▶ _Objective_: Reproduce every line of the material below without altering a single character.
-- Start --
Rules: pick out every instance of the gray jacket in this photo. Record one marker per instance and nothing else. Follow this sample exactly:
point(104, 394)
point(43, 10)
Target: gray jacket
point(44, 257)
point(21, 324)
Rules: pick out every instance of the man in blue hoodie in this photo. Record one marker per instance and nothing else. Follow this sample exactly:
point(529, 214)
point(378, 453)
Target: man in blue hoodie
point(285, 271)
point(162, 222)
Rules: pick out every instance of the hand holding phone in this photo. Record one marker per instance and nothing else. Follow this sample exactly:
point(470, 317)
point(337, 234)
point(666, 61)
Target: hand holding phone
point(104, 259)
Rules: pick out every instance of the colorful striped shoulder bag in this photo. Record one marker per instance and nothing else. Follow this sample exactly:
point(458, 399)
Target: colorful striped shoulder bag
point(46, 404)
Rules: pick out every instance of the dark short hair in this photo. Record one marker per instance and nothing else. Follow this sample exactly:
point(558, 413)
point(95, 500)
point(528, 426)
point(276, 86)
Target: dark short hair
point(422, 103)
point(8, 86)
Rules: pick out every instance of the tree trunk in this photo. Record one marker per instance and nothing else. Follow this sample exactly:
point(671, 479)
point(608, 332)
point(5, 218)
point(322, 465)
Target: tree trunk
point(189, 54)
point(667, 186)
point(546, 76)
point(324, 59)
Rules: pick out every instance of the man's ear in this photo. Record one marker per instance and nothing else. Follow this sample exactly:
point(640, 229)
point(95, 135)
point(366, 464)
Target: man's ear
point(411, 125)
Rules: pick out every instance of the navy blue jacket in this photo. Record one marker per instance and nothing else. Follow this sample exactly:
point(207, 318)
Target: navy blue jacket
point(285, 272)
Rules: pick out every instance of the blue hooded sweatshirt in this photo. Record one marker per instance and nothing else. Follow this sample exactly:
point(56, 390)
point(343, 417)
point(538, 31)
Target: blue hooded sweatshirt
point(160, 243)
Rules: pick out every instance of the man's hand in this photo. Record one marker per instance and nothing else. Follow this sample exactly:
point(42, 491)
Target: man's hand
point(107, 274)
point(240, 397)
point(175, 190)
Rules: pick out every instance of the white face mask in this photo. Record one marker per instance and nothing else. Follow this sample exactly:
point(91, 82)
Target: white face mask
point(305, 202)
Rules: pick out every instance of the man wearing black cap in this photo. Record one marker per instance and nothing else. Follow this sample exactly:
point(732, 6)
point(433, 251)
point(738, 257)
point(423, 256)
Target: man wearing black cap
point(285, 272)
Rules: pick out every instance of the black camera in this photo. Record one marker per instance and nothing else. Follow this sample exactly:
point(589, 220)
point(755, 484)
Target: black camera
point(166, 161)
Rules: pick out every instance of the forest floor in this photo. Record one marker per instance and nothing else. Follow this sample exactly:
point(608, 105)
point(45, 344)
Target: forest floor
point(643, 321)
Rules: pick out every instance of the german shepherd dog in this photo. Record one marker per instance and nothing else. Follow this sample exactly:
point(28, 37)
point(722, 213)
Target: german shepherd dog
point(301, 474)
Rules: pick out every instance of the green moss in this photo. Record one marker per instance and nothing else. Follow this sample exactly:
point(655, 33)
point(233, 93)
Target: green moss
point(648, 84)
-- End --
▶ _Exercise solution_:
Rules: pick out every instance of the gray jacket in this photo. Record one marker per instance and nothing else. Follow this sample exactly:
point(104, 394)
point(43, 10)
Target: gray jacket
point(44, 257)
point(21, 324)
Rules: pick out every instance of the man in blue hoodie in this photo. Record one marker per instance and nothing else. Follow this sample exactly:
point(529, 214)
point(378, 453)
Target: man in blue hoodie
point(285, 271)
point(162, 222)
Rules: pick out every instance of the hand holding phone in this photo. Record one marker per instance and nothing else. Follow this sample exactly:
point(470, 317)
point(337, 234)
point(666, 61)
Target: hand holding phone
point(104, 259)
Rules: pick out every instance of the colorful striped shoulder bag in this photo. Record one marker per instance and nothing else. Follow this sample exactly:
point(458, 399)
Target: colorful striped shoulder bag
point(46, 404)
Rules: pick out every instance of the dark short hair in this photo. Record one marker per instance and nothing else. Follow this sample exactly:
point(558, 413)
point(95, 500)
point(528, 426)
point(276, 86)
Target: dark short hair
point(422, 103)
point(8, 86)
Rules: pick out every instance of the tree trunk in this photo. Record one marker per instance and nothing else. Follow this sample exactly:
point(671, 479)
point(608, 332)
point(5, 218)
point(322, 465)
Target: tree trunk
point(189, 54)
point(667, 186)
point(546, 76)
point(324, 59)
Rules: pick out every instance of the man's ear in this photo. Record one marker per instance and nothing else. Follow this sample exactly:
point(640, 229)
point(95, 135)
point(366, 464)
Target: man's ear
point(411, 125)
Rules: pick out every instance of the navy blue jacket in this photo. Record one marker per instance and nothing else. Follow this sample exactly:
point(207, 318)
Target: navy blue jacket
point(285, 272)
Rules: pick out every instance of the blue hooded sweatshirt in this photo. Record one marker per instance and nothing else. Follow this sample exactly:
point(56, 390)
point(343, 417)
point(538, 31)
Target: blue hooded sweatshirt
point(160, 243)
Rules: pick out every instance of the man's hand in this photo. Record one marker per instance and nothing else. Follow this sample exactly:
point(42, 491)
Target: man's hand
point(107, 274)
point(240, 397)
point(175, 190)
Rules: pick out every instance of the white face mask in this photo. Record one marker per instance and nothing else. Follow this sample exactly:
point(91, 82)
Target: white face mask
point(305, 202)
Rules: pick out every instance of the man wearing black cap in this photo. Record one marker per instance and nothing else. Follow this sample exactly:
point(732, 6)
point(433, 251)
point(738, 257)
point(423, 256)
Target: man wearing black cap
point(285, 272)
Rules: pick out every instance of the black camera in this photo. Record one marker per instance and nothing else. Follow this sample exactly:
point(589, 220)
point(755, 484)
Target: black camera
point(166, 161)
Rules: pick out every instance of the forest floor in this photo. Record one marker per instance and nothing else. Follow this sample exactly:
point(608, 105)
point(45, 344)
Target: forest floor
point(643, 321)
Rules: pick out every instance of the german shepherd dog in this photo. Record one marker per instance and nothing else. Follow this sample exactly:
point(28, 37)
point(722, 213)
Target: german shepherd dog
point(301, 474)
Rules: pick out every instance of the green moss in this photo. Record one marker per instance and nothing else. Follow this sample exactly:
point(655, 33)
point(233, 93)
Target: green moss
point(648, 84)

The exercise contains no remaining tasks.